====== EXTRACTED INFORMATION

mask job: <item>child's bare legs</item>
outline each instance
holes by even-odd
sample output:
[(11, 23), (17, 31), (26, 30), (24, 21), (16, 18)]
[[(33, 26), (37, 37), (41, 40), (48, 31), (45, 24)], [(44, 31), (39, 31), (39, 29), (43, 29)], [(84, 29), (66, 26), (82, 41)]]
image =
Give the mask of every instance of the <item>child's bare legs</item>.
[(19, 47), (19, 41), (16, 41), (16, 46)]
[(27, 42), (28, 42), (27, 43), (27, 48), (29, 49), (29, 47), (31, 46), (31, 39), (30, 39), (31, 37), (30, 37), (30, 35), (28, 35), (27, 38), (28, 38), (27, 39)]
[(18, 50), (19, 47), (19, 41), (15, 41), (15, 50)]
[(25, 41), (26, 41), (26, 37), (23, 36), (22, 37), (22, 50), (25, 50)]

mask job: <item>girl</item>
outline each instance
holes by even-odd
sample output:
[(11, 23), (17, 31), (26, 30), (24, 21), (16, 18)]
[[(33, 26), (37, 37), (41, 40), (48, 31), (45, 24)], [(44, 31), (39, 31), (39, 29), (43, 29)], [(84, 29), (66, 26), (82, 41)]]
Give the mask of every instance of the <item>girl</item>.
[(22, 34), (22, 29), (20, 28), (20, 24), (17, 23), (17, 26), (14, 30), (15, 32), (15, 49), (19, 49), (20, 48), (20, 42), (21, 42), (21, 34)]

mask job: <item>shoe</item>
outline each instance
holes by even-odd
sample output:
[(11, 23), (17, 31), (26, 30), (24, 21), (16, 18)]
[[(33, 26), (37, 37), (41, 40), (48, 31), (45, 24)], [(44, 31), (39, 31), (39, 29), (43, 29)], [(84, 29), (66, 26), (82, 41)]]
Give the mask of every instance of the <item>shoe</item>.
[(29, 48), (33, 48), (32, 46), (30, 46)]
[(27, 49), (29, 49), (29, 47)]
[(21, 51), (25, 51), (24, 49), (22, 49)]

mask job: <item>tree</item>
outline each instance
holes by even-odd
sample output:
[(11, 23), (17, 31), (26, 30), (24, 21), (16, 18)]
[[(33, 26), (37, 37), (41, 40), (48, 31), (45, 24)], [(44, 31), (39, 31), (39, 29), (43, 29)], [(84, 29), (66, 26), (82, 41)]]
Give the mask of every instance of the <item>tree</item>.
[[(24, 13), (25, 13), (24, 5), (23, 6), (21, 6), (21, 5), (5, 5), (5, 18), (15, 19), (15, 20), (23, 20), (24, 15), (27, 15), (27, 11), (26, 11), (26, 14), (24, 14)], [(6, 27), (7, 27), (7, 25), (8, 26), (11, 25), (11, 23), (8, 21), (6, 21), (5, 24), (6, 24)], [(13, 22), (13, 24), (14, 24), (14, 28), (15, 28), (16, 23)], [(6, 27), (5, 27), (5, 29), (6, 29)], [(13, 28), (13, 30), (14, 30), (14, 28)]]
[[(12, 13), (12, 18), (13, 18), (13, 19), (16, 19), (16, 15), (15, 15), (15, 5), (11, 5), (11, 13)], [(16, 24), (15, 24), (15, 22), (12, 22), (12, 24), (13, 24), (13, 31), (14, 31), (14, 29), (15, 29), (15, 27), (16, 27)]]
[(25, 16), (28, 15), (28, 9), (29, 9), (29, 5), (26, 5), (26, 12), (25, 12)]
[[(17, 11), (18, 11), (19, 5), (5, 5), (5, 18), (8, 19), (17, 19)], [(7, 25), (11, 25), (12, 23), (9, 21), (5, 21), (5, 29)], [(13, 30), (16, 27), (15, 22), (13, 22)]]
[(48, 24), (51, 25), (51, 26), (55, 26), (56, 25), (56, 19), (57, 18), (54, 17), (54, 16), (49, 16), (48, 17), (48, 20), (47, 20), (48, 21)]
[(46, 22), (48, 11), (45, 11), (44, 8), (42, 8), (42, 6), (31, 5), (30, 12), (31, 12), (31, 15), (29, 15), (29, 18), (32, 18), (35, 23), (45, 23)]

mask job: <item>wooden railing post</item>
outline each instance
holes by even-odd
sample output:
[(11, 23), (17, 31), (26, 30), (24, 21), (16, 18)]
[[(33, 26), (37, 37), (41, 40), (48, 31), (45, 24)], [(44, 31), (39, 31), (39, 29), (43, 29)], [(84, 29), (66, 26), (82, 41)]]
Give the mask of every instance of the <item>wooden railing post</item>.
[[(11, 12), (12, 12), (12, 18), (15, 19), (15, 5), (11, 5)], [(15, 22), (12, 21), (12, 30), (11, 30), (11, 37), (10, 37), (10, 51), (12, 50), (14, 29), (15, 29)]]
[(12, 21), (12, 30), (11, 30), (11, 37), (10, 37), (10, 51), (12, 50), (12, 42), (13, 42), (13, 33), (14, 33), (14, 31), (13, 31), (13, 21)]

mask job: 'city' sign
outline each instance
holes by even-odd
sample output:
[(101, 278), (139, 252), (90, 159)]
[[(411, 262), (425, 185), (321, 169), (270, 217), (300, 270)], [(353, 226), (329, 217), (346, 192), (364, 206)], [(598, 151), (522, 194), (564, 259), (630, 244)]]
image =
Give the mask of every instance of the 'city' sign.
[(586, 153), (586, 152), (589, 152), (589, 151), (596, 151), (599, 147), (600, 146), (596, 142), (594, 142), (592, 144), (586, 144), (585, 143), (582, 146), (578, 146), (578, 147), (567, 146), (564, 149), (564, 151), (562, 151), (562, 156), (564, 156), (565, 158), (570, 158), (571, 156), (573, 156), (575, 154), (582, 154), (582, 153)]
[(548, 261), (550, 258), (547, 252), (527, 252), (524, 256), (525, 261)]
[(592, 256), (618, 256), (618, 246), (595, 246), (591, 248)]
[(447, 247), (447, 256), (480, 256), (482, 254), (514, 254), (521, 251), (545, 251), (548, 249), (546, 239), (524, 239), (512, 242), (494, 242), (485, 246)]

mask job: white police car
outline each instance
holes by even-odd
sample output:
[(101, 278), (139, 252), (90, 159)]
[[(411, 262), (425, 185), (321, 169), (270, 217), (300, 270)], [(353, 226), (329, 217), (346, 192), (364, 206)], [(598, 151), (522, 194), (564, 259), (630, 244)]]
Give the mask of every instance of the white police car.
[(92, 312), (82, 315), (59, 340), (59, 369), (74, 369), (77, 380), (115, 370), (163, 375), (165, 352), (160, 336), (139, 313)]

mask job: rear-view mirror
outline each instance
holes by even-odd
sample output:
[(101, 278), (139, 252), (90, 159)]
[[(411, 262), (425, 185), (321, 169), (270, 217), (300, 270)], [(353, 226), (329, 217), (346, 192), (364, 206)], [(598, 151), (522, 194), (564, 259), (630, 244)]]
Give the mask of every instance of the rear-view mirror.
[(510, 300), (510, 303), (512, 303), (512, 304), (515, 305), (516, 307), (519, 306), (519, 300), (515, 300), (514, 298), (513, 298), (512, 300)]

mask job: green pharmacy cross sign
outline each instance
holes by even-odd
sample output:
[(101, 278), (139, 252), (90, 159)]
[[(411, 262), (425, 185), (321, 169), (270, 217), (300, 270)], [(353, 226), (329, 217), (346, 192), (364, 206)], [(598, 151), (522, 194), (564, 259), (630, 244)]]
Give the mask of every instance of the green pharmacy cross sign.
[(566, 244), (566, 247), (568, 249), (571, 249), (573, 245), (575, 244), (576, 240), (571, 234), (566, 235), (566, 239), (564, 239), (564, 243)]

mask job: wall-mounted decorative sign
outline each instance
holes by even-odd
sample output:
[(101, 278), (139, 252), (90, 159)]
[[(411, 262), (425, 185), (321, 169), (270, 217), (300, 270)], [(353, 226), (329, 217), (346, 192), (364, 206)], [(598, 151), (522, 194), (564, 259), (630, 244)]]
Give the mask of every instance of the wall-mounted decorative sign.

============

▶ TASK DETAILS:
Among the lines above, which contain the word "wall"? Copy every one.

▶ SOLUTION FOR THIS PROBLEM:
mask job: wall-mounted decorative sign
Give the mask of every instance of the wall-mounted decorative sign.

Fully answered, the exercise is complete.